> **BRIEF**:
Print the listing below character for character, with no changes.

— Start of DATA IN THIS EXERCISE —

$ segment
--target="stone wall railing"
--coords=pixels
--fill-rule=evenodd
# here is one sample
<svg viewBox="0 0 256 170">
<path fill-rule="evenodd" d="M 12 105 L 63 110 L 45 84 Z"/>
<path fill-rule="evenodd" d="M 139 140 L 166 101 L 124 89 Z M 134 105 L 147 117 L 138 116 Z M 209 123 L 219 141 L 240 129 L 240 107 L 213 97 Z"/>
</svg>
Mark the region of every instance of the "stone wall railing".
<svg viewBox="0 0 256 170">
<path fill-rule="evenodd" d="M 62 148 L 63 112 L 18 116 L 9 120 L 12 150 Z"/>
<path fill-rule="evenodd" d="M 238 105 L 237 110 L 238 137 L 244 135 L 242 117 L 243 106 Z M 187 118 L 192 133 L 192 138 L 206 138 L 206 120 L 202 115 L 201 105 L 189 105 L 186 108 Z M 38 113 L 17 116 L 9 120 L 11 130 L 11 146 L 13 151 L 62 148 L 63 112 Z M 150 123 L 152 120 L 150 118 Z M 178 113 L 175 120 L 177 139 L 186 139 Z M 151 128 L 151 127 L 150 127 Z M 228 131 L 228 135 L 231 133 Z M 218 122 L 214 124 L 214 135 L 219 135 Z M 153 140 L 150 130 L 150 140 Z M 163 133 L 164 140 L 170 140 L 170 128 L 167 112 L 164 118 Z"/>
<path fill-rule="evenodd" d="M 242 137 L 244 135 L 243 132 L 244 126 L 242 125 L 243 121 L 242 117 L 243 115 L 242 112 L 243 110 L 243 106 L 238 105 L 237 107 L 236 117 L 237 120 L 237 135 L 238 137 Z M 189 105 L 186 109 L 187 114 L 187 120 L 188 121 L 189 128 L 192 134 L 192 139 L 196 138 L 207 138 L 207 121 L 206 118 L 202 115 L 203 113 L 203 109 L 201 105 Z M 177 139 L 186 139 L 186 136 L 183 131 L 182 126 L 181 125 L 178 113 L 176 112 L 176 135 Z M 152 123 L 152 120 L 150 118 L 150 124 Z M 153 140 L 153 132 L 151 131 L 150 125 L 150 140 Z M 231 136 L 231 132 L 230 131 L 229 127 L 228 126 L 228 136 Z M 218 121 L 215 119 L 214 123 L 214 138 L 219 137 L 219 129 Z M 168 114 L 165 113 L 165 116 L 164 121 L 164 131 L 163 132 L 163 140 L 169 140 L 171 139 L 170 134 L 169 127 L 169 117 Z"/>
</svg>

— End of DATA IN THIS EXERCISE —

> **OUTPUT**:
$ segment
--target="stone wall railing"
--coords=pixels
--fill-rule=evenodd
# here is one sample
<svg viewBox="0 0 256 170">
<path fill-rule="evenodd" d="M 12 105 L 63 110 L 45 84 Z"/>
<path fill-rule="evenodd" d="M 139 140 L 166 101 L 124 89 Z M 134 105 L 147 117 L 138 116 Z M 209 123 L 219 141 L 240 129 L 240 107 L 213 97 Z"/>
</svg>
Mark the region of every instance of the "stone wall railing".
<svg viewBox="0 0 256 170">
<path fill-rule="evenodd" d="M 62 148 L 63 112 L 18 116 L 9 120 L 12 150 Z"/>
<path fill-rule="evenodd" d="M 238 105 L 237 110 L 238 137 L 244 135 L 242 117 L 243 106 Z M 187 118 L 192 133 L 192 138 L 206 138 L 206 120 L 202 115 L 201 105 L 189 105 L 186 108 Z M 38 113 L 17 116 L 9 120 L 11 130 L 11 146 L 13 151 L 62 148 L 63 112 Z M 150 123 L 152 120 L 150 118 Z M 178 113 L 175 120 L 177 139 L 186 139 Z M 151 128 L 151 127 L 150 127 Z M 228 131 L 228 135 L 231 133 Z M 218 122 L 214 124 L 214 135 L 219 135 Z M 153 140 L 150 130 L 150 140 Z M 163 133 L 164 140 L 170 140 L 170 128 L 167 112 L 164 118 Z"/>
<path fill-rule="evenodd" d="M 242 137 L 244 135 L 243 132 L 244 126 L 242 125 L 243 121 L 242 117 L 243 115 L 242 112 L 243 110 L 243 106 L 238 105 L 237 107 L 236 117 L 237 120 L 237 135 L 238 137 Z M 189 105 L 186 109 L 187 114 L 187 120 L 188 121 L 189 128 L 192 134 L 192 139 L 196 138 L 207 138 L 207 121 L 206 118 L 202 115 L 203 113 L 203 109 L 201 105 Z M 177 139 L 186 139 L 186 136 L 183 131 L 182 126 L 181 125 L 178 113 L 176 112 L 176 135 Z M 152 123 L 152 120 L 150 118 L 150 124 Z M 153 140 L 153 132 L 151 131 L 150 125 L 150 140 Z M 231 136 L 231 132 L 230 131 L 229 127 L 228 126 L 228 136 Z M 218 121 L 215 119 L 214 123 L 214 138 L 219 137 L 219 129 Z M 168 114 L 165 113 L 165 116 L 164 121 L 164 131 L 163 132 L 163 140 L 169 140 L 171 139 L 170 134 L 169 127 L 169 117 Z"/>
</svg>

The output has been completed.